BATTERY SELECTION

Types of batteries

Batteries handle two basic kinds of tasks, starting an engine and running electrical loads like lights, electronics and accessories for longer time periods. To choose a battery, first determine the battery’s application and then choose from one of the three battery chemistries: Flooded, Gel, AGM.

Battery application

Starting batteries

Starting batteries, which crank the starter of your  engine, are the sprinters of your electrical system. They deliver between 75 and 400 amperes or more for 5-20 seconds, and then are recharged in short order by your engine’s alternator. Like all lead-acid batteries, they are constructed with alternating layers of negative and positive plates with insulation between them.

Starting batteries have thinner and more numerous plates, providing extra surface area to generate high amperage bursts of current. The two drawbacks of this construction are that the plates are relatively fragile in high-impact environments, and that starting batteries do not tolerate deep discharges, which reduce their operating lifespan.

Set tasks>
1) Which three battery chemistries does the battery selection text list?
2) Rewrite the battery selection text from "BATTERY SELECTION" to "Flooded, Gel, AGM.", changing "lights" to "lamps".
3) Extend the battery selection text by writing what comes after its final sentence.
The records that come next are drawn from a separate source.

Entries supplied>
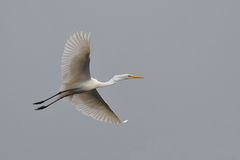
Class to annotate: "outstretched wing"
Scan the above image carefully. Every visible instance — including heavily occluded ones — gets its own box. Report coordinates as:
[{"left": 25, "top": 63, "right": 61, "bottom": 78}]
[
  {"left": 61, "top": 32, "right": 91, "bottom": 84},
  {"left": 69, "top": 89, "right": 126, "bottom": 124}
]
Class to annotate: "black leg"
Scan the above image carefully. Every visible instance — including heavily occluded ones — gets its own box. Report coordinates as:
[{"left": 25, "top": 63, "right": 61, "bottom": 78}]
[
  {"left": 33, "top": 88, "right": 77, "bottom": 105},
  {"left": 35, "top": 91, "right": 83, "bottom": 111}
]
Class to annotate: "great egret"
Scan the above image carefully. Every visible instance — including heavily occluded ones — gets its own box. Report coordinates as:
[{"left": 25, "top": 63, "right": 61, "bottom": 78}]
[{"left": 34, "top": 32, "right": 143, "bottom": 124}]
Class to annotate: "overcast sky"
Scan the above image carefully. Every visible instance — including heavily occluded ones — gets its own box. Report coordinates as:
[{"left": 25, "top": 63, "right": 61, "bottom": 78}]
[{"left": 0, "top": 0, "right": 240, "bottom": 160}]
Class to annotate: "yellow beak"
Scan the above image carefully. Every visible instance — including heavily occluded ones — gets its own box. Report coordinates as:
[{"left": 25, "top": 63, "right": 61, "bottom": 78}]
[{"left": 128, "top": 75, "right": 144, "bottom": 78}]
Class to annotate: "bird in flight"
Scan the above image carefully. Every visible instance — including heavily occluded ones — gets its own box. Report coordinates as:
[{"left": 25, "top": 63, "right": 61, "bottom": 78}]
[{"left": 34, "top": 32, "right": 143, "bottom": 124}]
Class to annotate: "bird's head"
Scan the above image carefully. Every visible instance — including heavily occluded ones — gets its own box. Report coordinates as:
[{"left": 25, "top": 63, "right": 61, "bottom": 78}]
[{"left": 113, "top": 74, "right": 144, "bottom": 81}]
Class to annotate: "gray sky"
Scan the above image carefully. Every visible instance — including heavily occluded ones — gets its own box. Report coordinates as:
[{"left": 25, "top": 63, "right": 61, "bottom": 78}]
[{"left": 0, "top": 0, "right": 240, "bottom": 160}]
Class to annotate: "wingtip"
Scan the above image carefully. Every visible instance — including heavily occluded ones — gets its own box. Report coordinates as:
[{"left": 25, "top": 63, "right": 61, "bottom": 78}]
[{"left": 122, "top": 120, "right": 128, "bottom": 123}]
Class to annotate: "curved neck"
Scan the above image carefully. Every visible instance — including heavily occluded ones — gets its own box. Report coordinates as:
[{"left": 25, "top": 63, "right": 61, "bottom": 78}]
[{"left": 100, "top": 78, "right": 117, "bottom": 87}]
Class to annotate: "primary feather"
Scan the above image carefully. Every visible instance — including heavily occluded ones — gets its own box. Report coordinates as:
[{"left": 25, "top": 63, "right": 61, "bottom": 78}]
[{"left": 62, "top": 32, "right": 122, "bottom": 124}]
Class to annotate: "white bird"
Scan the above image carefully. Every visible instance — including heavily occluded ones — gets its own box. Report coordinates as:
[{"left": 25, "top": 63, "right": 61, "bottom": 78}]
[{"left": 34, "top": 32, "right": 143, "bottom": 124}]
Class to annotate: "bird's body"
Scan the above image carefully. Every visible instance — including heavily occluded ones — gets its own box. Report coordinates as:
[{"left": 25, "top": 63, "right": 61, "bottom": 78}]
[{"left": 34, "top": 32, "right": 143, "bottom": 124}]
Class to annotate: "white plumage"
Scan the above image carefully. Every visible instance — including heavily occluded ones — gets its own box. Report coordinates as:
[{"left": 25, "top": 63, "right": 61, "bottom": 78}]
[{"left": 34, "top": 32, "right": 143, "bottom": 124}]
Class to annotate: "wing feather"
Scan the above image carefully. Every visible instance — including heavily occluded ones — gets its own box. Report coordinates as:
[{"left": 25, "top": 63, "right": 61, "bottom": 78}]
[
  {"left": 69, "top": 89, "right": 122, "bottom": 124},
  {"left": 61, "top": 32, "right": 91, "bottom": 84}
]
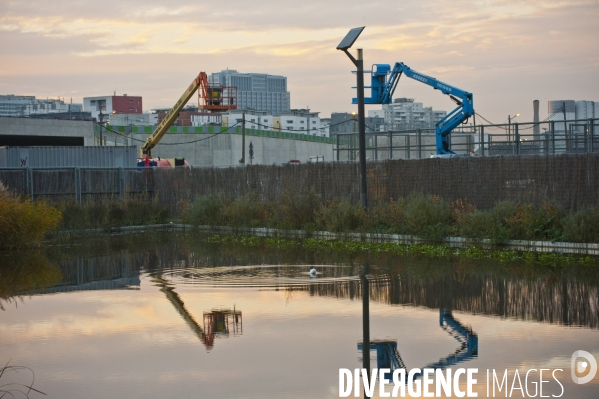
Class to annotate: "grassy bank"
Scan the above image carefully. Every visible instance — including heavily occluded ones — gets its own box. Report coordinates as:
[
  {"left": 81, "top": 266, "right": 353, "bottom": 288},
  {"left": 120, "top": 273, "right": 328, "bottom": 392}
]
[
  {"left": 0, "top": 182, "right": 62, "bottom": 249},
  {"left": 207, "top": 235, "right": 597, "bottom": 267},
  {"left": 181, "top": 192, "right": 599, "bottom": 243}
]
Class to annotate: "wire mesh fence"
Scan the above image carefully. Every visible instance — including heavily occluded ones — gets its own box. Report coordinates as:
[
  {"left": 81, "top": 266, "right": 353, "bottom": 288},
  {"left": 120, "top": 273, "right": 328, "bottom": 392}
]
[
  {"left": 334, "top": 119, "right": 599, "bottom": 162},
  {"left": 0, "top": 153, "right": 599, "bottom": 212}
]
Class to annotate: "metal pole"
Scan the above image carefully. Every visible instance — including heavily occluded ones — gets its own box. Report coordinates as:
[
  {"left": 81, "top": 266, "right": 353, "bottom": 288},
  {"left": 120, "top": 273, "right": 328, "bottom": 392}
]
[
  {"left": 514, "top": 123, "right": 520, "bottom": 155},
  {"left": 507, "top": 115, "right": 512, "bottom": 143},
  {"left": 589, "top": 119, "right": 595, "bottom": 152},
  {"left": 418, "top": 129, "right": 422, "bottom": 159},
  {"left": 551, "top": 121, "right": 555, "bottom": 155},
  {"left": 100, "top": 110, "right": 104, "bottom": 147},
  {"left": 357, "top": 49, "right": 368, "bottom": 211},
  {"left": 360, "top": 264, "right": 370, "bottom": 397},
  {"left": 239, "top": 111, "right": 245, "bottom": 165},
  {"left": 389, "top": 132, "right": 393, "bottom": 159},
  {"left": 480, "top": 125, "right": 485, "bottom": 157}
]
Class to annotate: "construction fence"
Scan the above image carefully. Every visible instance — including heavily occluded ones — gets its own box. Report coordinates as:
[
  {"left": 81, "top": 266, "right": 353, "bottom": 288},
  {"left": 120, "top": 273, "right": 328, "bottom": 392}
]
[
  {"left": 0, "top": 153, "right": 599, "bottom": 212},
  {"left": 334, "top": 119, "right": 599, "bottom": 162}
]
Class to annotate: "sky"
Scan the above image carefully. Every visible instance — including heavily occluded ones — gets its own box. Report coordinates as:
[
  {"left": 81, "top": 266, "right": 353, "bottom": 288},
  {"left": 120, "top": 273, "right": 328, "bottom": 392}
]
[{"left": 0, "top": 0, "right": 599, "bottom": 123}]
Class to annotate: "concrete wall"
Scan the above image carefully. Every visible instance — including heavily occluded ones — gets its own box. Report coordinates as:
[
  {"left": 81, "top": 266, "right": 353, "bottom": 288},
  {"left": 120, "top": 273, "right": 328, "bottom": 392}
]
[
  {"left": 0, "top": 117, "right": 94, "bottom": 146},
  {"left": 132, "top": 133, "right": 333, "bottom": 166}
]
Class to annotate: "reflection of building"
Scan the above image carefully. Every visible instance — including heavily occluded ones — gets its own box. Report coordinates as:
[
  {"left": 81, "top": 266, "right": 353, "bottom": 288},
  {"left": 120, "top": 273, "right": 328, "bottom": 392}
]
[{"left": 204, "top": 309, "right": 243, "bottom": 349}]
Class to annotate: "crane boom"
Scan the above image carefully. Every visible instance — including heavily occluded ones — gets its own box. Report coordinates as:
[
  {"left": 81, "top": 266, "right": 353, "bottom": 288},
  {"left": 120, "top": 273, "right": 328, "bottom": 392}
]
[
  {"left": 140, "top": 72, "right": 208, "bottom": 158},
  {"left": 352, "top": 62, "right": 474, "bottom": 155}
]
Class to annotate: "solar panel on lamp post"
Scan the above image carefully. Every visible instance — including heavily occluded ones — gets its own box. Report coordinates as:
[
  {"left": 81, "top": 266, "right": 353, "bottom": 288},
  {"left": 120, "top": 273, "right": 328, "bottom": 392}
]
[{"left": 337, "top": 26, "right": 368, "bottom": 211}]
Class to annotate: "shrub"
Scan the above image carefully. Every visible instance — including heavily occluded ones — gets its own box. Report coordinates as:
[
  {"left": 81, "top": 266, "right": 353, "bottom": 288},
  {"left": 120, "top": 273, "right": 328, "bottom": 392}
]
[
  {"left": 563, "top": 206, "right": 599, "bottom": 243},
  {"left": 181, "top": 194, "right": 227, "bottom": 226},
  {"left": 273, "top": 190, "right": 321, "bottom": 230},
  {"left": 60, "top": 199, "right": 168, "bottom": 230},
  {"left": 316, "top": 201, "right": 366, "bottom": 232},
  {"left": 457, "top": 201, "right": 517, "bottom": 243},
  {"left": 368, "top": 198, "right": 406, "bottom": 234},
  {"left": 404, "top": 194, "right": 452, "bottom": 241},
  {"left": 221, "top": 195, "right": 273, "bottom": 227},
  {"left": 0, "top": 195, "right": 62, "bottom": 249}
]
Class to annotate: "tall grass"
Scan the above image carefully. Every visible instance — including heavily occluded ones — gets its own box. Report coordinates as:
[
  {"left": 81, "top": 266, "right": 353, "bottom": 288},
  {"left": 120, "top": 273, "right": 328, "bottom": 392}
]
[
  {"left": 182, "top": 191, "right": 599, "bottom": 243},
  {"left": 58, "top": 198, "right": 168, "bottom": 230},
  {"left": 0, "top": 181, "right": 61, "bottom": 249}
]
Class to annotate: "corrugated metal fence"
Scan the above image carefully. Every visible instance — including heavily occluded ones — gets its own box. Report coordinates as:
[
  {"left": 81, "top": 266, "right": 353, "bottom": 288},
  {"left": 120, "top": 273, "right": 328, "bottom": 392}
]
[{"left": 0, "top": 154, "right": 599, "bottom": 211}]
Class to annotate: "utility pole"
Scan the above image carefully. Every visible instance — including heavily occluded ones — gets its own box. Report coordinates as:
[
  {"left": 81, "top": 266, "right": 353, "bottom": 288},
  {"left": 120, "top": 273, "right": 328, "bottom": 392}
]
[
  {"left": 239, "top": 111, "right": 245, "bottom": 165},
  {"left": 507, "top": 115, "right": 512, "bottom": 143},
  {"left": 562, "top": 101, "right": 570, "bottom": 151},
  {"left": 356, "top": 48, "right": 368, "bottom": 211},
  {"left": 99, "top": 109, "right": 104, "bottom": 147}
]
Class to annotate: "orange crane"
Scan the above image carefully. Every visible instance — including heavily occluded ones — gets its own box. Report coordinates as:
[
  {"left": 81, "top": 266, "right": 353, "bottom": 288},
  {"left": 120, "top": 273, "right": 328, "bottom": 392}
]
[{"left": 140, "top": 72, "right": 237, "bottom": 166}]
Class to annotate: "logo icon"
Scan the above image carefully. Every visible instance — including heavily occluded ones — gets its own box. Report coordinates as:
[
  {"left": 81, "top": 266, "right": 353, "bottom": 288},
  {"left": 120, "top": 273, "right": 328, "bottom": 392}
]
[{"left": 570, "top": 350, "right": 597, "bottom": 384}]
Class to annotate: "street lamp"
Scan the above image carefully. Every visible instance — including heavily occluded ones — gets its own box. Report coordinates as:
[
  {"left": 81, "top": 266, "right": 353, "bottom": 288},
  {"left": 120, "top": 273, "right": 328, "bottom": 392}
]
[
  {"left": 337, "top": 26, "right": 368, "bottom": 210},
  {"left": 507, "top": 114, "right": 520, "bottom": 142}
]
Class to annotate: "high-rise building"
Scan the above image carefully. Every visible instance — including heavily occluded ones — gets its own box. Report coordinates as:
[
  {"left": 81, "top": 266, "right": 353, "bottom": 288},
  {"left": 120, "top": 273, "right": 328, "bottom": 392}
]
[
  {"left": 209, "top": 69, "right": 291, "bottom": 115},
  {"left": 383, "top": 98, "right": 447, "bottom": 130}
]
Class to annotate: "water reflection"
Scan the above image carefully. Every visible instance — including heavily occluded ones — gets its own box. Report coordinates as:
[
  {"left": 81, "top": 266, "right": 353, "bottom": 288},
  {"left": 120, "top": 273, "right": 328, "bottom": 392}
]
[
  {"left": 151, "top": 273, "right": 243, "bottom": 350},
  {"left": 10, "top": 233, "right": 599, "bottom": 329},
  {"left": 358, "top": 309, "right": 478, "bottom": 381},
  {"left": 0, "top": 235, "right": 599, "bottom": 399}
]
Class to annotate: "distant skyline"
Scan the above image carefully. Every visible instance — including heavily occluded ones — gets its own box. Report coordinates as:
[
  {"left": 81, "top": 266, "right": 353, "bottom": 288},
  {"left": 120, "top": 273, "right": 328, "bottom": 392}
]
[{"left": 0, "top": 0, "right": 599, "bottom": 123}]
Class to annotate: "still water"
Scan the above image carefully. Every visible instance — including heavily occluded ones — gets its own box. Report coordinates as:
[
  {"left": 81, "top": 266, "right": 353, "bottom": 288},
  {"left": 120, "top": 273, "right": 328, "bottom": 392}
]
[{"left": 0, "top": 234, "right": 599, "bottom": 398}]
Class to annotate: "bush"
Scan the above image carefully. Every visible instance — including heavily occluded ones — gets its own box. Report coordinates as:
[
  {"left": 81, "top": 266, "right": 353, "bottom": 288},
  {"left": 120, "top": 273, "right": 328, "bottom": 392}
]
[
  {"left": 0, "top": 194, "right": 62, "bottom": 249},
  {"left": 181, "top": 194, "right": 226, "bottom": 226},
  {"left": 368, "top": 198, "right": 406, "bottom": 234},
  {"left": 563, "top": 206, "right": 599, "bottom": 243},
  {"left": 221, "top": 195, "right": 273, "bottom": 227},
  {"left": 316, "top": 201, "right": 366, "bottom": 232},
  {"left": 273, "top": 190, "right": 321, "bottom": 230},
  {"left": 60, "top": 199, "right": 168, "bottom": 230},
  {"left": 404, "top": 194, "right": 452, "bottom": 241},
  {"left": 457, "top": 201, "right": 517, "bottom": 243}
]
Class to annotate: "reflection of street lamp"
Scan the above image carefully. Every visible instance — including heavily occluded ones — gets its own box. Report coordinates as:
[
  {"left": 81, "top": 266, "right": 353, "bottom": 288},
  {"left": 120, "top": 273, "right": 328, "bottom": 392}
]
[
  {"left": 337, "top": 26, "right": 370, "bottom": 209},
  {"left": 507, "top": 114, "right": 520, "bottom": 141}
]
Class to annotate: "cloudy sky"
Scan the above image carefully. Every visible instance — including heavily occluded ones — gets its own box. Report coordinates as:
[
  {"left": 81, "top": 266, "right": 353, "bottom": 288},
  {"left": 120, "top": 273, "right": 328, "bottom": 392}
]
[{"left": 0, "top": 0, "right": 599, "bottom": 123}]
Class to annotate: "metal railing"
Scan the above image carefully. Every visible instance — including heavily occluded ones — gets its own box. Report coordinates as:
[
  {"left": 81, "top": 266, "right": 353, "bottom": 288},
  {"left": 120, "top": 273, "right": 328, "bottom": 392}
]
[{"left": 333, "top": 118, "right": 599, "bottom": 162}]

Answers for this exercise>
1) Flooded, Gel, and AGM.

2)
BATTERY SELECTION

Types of batteries

Batteries handle two basic kinds of tasks, starting an engine and running electrical loads like lamps, electronics and accessories for longer time periods. To choose a battery, first determine the battery’s application and then choose from one of the three battery chemistries: Flooded, Gel, AGM.

3)
Deep cycle batteries

A battery bank uses deep cycle batteries, the marathon runners of the storage system. They power the electrical loads when no charge source (land power charger, engine alternator, wind generator or solar panel) is available. Consider them a kind of savings account into which energy is deposited or withdrawn.

Compared to starting batteries which deliver high bursts of energy for short periods, deep cycle batteries make possible the delivery of  amp hours over an extended period of time.  Deep cycle batteries recover fully after being heavily discharged over longer periods because their design features thicker plates with a high content of antimony. Overnight, their use might deplete 10- 80 percent of the battery capacity, depending on the load. When the batteries are recharged, energy is re-deposited into the bank, and the process, or cycle, starts over. Generally, deep cycle batteries should be sized to store three to four times the expected amount of energy to be used between recharge cycles.

Dual-purpose batteries

We generally advise that you choose either a deep cycle or starting battery for best performance and battery life, but dual-purpose batteries work well in some applications. With large, thick plates containing more antimony than starting batteries and an active lead paste chemistry, dual-purpose batteries are a good compromise.They tolerate deep discharges that would ruin a typical starting battery because they have a lower storage capacity than comparably-sized deep cycles.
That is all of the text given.